**Work instruction**
Scan the records for the string "lists" and copy every line that holds it.

Records from a collection:

•••

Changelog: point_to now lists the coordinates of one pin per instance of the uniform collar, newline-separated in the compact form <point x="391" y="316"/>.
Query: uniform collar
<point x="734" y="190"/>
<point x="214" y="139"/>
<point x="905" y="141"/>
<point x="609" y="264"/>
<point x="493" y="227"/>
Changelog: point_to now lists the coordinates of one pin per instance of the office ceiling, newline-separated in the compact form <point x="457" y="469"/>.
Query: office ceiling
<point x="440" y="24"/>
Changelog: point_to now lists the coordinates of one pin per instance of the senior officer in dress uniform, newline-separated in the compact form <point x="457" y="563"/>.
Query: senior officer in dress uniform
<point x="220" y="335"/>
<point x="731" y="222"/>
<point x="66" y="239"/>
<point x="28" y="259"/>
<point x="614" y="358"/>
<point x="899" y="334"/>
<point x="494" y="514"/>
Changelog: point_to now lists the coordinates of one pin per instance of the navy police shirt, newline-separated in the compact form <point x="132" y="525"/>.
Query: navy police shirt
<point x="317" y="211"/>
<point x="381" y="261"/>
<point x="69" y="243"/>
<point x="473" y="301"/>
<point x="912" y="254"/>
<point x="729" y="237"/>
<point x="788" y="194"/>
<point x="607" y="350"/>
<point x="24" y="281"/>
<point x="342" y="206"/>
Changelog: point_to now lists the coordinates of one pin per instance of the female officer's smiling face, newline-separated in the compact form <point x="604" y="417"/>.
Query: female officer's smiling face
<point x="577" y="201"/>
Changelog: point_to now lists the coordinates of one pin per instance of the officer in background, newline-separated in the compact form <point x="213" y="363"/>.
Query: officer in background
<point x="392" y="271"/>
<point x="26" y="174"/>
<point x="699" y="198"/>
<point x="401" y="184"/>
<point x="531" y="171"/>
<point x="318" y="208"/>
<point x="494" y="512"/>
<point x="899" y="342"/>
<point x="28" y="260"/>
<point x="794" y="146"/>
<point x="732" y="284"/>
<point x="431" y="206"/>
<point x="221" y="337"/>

•••

**Result for this exercise**
Changelog: point_to now lists the coordinates of one pin per instance of the uniform collar, newline-separated in the compact form <point x="391" y="316"/>.
Changelog: point_to now lists the coordinates of one pin per instance of the office ceiling, newline-separated in the compact form <point x="457" y="469"/>.
Changelog: point_to now lists the coordinates of one pin per instance of the senior officer in dress uniform, newline-separated in the compact form <point x="457" y="563"/>.
Changelog: point_to now lists the coordinates of one pin per instance of the navy police shirt, newline-separated in the compact form <point x="132" y="525"/>.
Changelog: point_to now lists the coordinates of one pin per instance of the female officer's smiling face, newline-separated in the compact form <point x="604" y="417"/>.
Changelog: point_to now lists the coordinates of one pin per instance of the officer in background, newline-separated in the compact form <point x="213" y="363"/>.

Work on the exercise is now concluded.